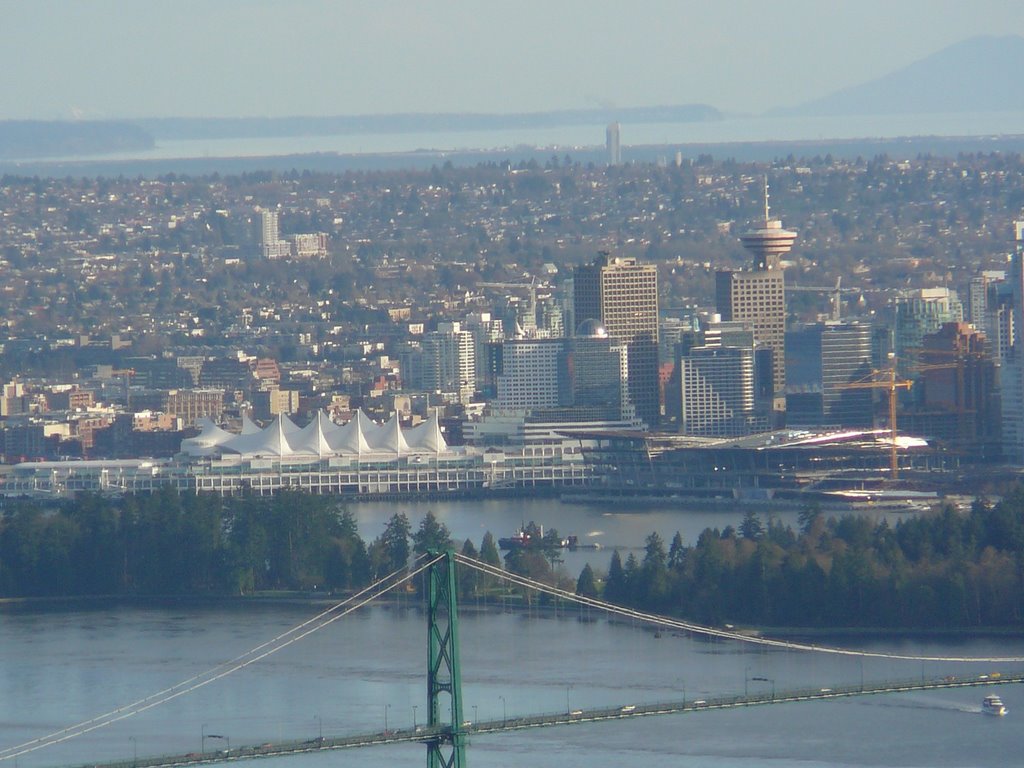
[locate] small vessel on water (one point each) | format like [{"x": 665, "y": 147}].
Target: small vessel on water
[
  {"x": 532, "y": 536},
  {"x": 992, "y": 705}
]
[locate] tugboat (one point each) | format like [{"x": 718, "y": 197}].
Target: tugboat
[
  {"x": 532, "y": 536},
  {"x": 992, "y": 705}
]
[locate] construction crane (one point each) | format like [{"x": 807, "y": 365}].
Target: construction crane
[
  {"x": 835, "y": 293},
  {"x": 885, "y": 379}
]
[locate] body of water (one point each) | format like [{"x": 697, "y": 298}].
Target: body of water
[
  {"x": 600, "y": 526},
  {"x": 566, "y": 139}
]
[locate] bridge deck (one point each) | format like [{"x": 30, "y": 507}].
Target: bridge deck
[{"x": 574, "y": 717}]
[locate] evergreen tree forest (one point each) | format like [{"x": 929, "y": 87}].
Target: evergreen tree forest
[
  {"x": 939, "y": 570},
  {"x": 943, "y": 569}
]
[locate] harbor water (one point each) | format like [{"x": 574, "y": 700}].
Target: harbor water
[{"x": 62, "y": 665}]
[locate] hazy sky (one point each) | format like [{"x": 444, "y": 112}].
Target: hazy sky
[{"x": 113, "y": 58}]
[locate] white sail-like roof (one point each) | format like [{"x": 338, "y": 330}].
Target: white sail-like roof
[
  {"x": 388, "y": 437},
  {"x": 270, "y": 441},
  {"x": 248, "y": 426},
  {"x": 427, "y": 436},
  {"x": 321, "y": 437},
  {"x": 351, "y": 438},
  {"x": 207, "y": 440},
  {"x": 313, "y": 437}
]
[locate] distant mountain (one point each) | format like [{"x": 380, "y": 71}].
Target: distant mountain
[
  {"x": 193, "y": 128},
  {"x": 37, "y": 138},
  {"x": 982, "y": 74}
]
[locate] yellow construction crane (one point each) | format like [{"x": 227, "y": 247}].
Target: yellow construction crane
[{"x": 885, "y": 379}]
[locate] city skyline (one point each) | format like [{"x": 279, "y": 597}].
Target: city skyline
[{"x": 313, "y": 57}]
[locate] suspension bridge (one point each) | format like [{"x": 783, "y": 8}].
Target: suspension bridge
[{"x": 445, "y": 731}]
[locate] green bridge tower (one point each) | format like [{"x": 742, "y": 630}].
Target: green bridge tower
[{"x": 448, "y": 750}]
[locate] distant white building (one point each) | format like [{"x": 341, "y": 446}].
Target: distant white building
[{"x": 273, "y": 246}]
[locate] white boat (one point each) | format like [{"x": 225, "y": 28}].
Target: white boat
[{"x": 992, "y": 705}]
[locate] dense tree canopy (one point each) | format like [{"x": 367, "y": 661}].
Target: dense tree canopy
[{"x": 947, "y": 568}]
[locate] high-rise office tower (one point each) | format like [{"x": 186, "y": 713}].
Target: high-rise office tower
[
  {"x": 954, "y": 398},
  {"x": 612, "y": 142},
  {"x": 1012, "y": 371},
  {"x": 758, "y": 295},
  {"x": 819, "y": 359},
  {"x": 717, "y": 392},
  {"x": 915, "y": 314},
  {"x": 273, "y": 246},
  {"x": 597, "y": 373},
  {"x": 529, "y": 374},
  {"x": 450, "y": 361},
  {"x": 623, "y": 295}
]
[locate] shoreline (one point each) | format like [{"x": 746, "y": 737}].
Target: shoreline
[{"x": 489, "y": 604}]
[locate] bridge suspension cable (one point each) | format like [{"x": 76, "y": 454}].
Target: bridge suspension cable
[
  {"x": 657, "y": 621},
  {"x": 282, "y": 641}
]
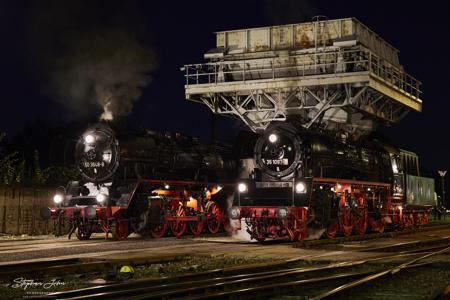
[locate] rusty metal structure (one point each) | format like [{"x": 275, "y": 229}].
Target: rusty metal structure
[{"x": 337, "y": 74}]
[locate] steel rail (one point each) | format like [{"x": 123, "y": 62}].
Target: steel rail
[
  {"x": 172, "y": 289},
  {"x": 338, "y": 240},
  {"x": 392, "y": 271}
]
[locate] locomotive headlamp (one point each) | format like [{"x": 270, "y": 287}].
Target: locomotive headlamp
[
  {"x": 89, "y": 139},
  {"x": 242, "y": 187},
  {"x": 234, "y": 212},
  {"x": 57, "y": 199},
  {"x": 300, "y": 187},
  {"x": 101, "y": 198},
  {"x": 273, "y": 138},
  {"x": 90, "y": 212},
  {"x": 282, "y": 212}
]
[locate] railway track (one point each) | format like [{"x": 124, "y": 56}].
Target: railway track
[
  {"x": 365, "y": 237},
  {"x": 251, "y": 280},
  {"x": 76, "y": 266}
]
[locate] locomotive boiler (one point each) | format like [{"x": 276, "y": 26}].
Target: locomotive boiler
[
  {"x": 144, "y": 182},
  {"x": 307, "y": 179}
]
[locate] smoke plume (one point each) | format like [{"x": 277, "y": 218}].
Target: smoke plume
[
  {"x": 89, "y": 57},
  {"x": 108, "y": 69}
]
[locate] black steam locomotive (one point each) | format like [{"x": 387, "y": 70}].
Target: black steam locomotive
[
  {"x": 143, "y": 182},
  {"x": 309, "y": 179}
]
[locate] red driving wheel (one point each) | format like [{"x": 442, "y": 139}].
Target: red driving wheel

▶ [YOUR GOAL] With the pictures dropped, give every entry above again exactly.

▶ [WRITTEN RESPONSE]
[locate] small vessel on water (one point each) | format like [{"x": 665, "y": 147}].
Target: small vessel on water
[
  {"x": 532, "y": 536},
  {"x": 992, "y": 705}
]
[locate] tugboat (one point each) | format like [{"x": 718, "y": 197}].
Target: tugboat
[
  {"x": 532, "y": 536},
  {"x": 992, "y": 705}
]
[locate] construction crane (one point each) | format like [{"x": 807, "y": 365}].
Target: construction crane
[
  {"x": 835, "y": 293},
  {"x": 885, "y": 379}
]
[locate] body of water (one point each) | format like [{"x": 697, "y": 298}].
Target: body of water
[
  {"x": 600, "y": 526},
  {"x": 566, "y": 139}
]
[locate] bridge deck (one point each) | format like [{"x": 30, "y": 507}].
Target: bridge deck
[{"x": 574, "y": 717}]
[locate] evergreen tree forest (one point each) | format like [{"x": 929, "y": 87}].
Target: evergreen tree forest
[
  {"x": 939, "y": 570},
  {"x": 943, "y": 569}
]
[locate] harbor water (one point each) | format like [{"x": 574, "y": 700}].
Target: harbor water
[{"x": 62, "y": 665}]
[locate] hazy sky (one point each) | format like [{"x": 444, "y": 112}].
Target: hazy sky
[{"x": 113, "y": 58}]
[locate] white sail-like roof (one point each) | format like [{"x": 338, "y": 330}].
Target: white sail-like roof
[
  {"x": 388, "y": 437},
  {"x": 270, "y": 441},
  {"x": 248, "y": 426},
  {"x": 427, "y": 436},
  {"x": 321, "y": 437},
  {"x": 351, "y": 438},
  {"x": 207, "y": 440},
  {"x": 313, "y": 437}
]
[locate] distant mountain (one point each) | format like [{"x": 380, "y": 71}].
Target: distant mountain
[
  {"x": 193, "y": 128},
  {"x": 37, "y": 138},
  {"x": 982, "y": 74}
]
[locate] yellow construction crane (one point each) | format like [{"x": 227, "y": 247}].
Target: yellow construction crane
[{"x": 885, "y": 379}]
[locate] city skyline (one point each) | format like [{"x": 279, "y": 597}].
Target: city skyline
[{"x": 313, "y": 57}]
[locate] suspension bridge (one point each) | format like [{"x": 783, "y": 8}].
Target: suspension bridge
[{"x": 445, "y": 731}]
[locate] green bridge tower (one point each) | format like [{"x": 742, "y": 630}].
Target: green bridge tower
[{"x": 448, "y": 750}]
[locate] distant white building (one point each) | format like [{"x": 341, "y": 446}].
Target: distant white building
[{"x": 273, "y": 246}]
[locate] white boat (one point each) | format like [{"x": 225, "y": 28}].
Target: white boat
[{"x": 992, "y": 705}]
[locate] dense tree canopy (one point each) | format like [{"x": 367, "y": 661}].
Target: dense tree canopy
[{"x": 947, "y": 568}]
[locate] high-rise office tower (one point each) | format like [{"x": 186, "y": 713}].
Target: high-rise office tower
[
  {"x": 954, "y": 398},
  {"x": 612, "y": 142},
  {"x": 1012, "y": 371},
  {"x": 758, "y": 295},
  {"x": 819, "y": 359},
  {"x": 717, "y": 392},
  {"x": 915, "y": 314},
  {"x": 273, "y": 246},
  {"x": 597, "y": 373},
  {"x": 529, "y": 374},
  {"x": 450, "y": 361},
  {"x": 623, "y": 295}
]
[locate] shoreline (one point each) | format like [{"x": 746, "y": 737}].
Target: shoreline
[{"x": 489, "y": 604}]
[locate] bridge suspension cable (one point each) | format like [{"x": 76, "y": 454}].
Target: bridge suspension cable
[
  {"x": 657, "y": 621},
  {"x": 282, "y": 641}
]
[locate] rusty metal structure (one point each) | format like [{"x": 275, "y": 229}].
Target: rusty metal structure
[{"x": 337, "y": 74}]
[locate] steel rail (one point each) | format like [{"x": 123, "y": 62}].
Target: steel rail
[
  {"x": 172, "y": 289},
  {"x": 338, "y": 240},
  {"x": 392, "y": 271}
]
[locate] locomotive headlamp (one point each) | format like [{"x": 270, "y": 287}].
Target: locomotive headlamp
[
  {"x": 89, "y": 139},
  {"x": 242, "y": 187},
  {"x": 234, "y": 212},
  {"x": 57, "y": 199},
  {"x": 300, "y": 187},
  {"x": 101, "y": 198},
  {"x": 273, "y": 138},
  {"x": 90, "y": 212},
  {"x": 282, "y": 212}
]
[locate] railway track (one point each) | format like [{"x": 124, "y": 56}].
Target: railway track
[
  {"x": 365, "y": 237},
  {"x": 251, "y": 280},
  {"x": 76, "y": 266}
]
[locate] locomotive boiler (one point each) | format like [{"x": 276, "y": 26}].
Target: locomotive boiler
[
  {"x": 144, "y": 182},
  {"x": 307, "y": 179}
]
[locate] smoke plume (one point each) | format like [{"x": 277, "y": 218}].
Target: smoke plume
[
  {"x": 89, "y": 57},
  {"x": 108, "y": 69}
]
[locate] black steam locomotive (one point each) | format like [{"x": 387, "y": 70}].
Target: black steam locomotive
[
  {"x": 143, "y": 182},
  {"x": 309, "y": 179}
]
[locate] red driving wheel (one point each) | format like [{"x": 442, "y": 139}].
Target: red driving wheel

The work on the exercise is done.